Work to do:
Give back the records starting at the line that contains "shade in the photo above." and ending at the end of the records, with "Guideline" renamed to "Instruction" and everything else unchanged.

Location annotation dataset excerpts:
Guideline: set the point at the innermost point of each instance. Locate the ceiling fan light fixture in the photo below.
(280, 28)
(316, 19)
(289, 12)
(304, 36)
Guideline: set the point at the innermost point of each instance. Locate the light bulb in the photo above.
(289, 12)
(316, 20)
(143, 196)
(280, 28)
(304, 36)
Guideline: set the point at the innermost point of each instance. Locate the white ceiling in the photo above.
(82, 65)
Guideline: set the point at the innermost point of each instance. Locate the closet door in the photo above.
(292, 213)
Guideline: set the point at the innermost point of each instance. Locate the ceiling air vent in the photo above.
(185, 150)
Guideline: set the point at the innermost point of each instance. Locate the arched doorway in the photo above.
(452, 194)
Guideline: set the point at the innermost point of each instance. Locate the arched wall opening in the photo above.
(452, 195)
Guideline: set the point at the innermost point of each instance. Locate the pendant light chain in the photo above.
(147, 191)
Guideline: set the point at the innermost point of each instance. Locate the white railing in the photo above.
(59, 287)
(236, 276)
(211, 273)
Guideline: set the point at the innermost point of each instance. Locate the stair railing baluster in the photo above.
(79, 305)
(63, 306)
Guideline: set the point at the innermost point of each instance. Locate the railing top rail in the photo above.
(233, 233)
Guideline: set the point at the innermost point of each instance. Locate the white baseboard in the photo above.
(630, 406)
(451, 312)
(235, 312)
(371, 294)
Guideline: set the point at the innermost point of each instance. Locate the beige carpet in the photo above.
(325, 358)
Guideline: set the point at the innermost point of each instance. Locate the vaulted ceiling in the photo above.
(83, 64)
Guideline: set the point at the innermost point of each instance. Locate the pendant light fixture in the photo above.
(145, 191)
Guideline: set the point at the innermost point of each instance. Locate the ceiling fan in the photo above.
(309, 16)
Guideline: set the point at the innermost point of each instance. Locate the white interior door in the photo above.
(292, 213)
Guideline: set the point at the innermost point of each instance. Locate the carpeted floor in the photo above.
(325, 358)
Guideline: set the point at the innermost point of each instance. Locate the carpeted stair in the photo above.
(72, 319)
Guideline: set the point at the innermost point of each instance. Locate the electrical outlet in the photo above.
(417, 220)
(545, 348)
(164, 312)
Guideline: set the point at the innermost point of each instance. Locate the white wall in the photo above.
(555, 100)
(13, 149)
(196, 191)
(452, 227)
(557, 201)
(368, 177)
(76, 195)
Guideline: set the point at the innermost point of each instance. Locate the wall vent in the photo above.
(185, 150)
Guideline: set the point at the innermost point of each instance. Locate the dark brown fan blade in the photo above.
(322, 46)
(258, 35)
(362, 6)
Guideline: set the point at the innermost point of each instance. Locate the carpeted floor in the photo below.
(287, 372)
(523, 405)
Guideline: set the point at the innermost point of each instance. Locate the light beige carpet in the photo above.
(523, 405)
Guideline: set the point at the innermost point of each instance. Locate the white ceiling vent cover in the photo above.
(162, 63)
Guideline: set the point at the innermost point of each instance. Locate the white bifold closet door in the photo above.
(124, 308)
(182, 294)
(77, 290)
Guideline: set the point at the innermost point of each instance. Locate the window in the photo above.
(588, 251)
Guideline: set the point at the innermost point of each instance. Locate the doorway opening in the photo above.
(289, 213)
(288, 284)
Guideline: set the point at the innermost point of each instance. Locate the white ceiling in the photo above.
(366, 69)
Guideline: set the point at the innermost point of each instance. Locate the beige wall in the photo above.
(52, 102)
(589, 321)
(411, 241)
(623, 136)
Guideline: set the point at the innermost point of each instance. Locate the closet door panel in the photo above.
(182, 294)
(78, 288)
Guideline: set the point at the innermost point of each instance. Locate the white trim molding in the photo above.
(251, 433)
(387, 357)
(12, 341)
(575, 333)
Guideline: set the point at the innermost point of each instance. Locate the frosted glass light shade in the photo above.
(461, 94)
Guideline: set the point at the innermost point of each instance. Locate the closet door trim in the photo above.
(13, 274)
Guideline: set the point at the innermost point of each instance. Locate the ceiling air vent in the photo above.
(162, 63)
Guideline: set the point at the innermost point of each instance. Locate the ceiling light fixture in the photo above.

Worked solution:
Instruction: set the point at the innermost point of each instance. Locate the frosted glass light shade in the photo above.
(461, 94)
Instruction: set the point at the innermost point of each instance. Locate the closet door trim in the photo above.
(13, 274)
Instruction: set the point at the innermost point of each instance. Locate the ceiling air vent in the photo above.
(162, 63)
Instruction: set the point at the innermost point of each instance. Locate the ceiling light fixture in the photo above.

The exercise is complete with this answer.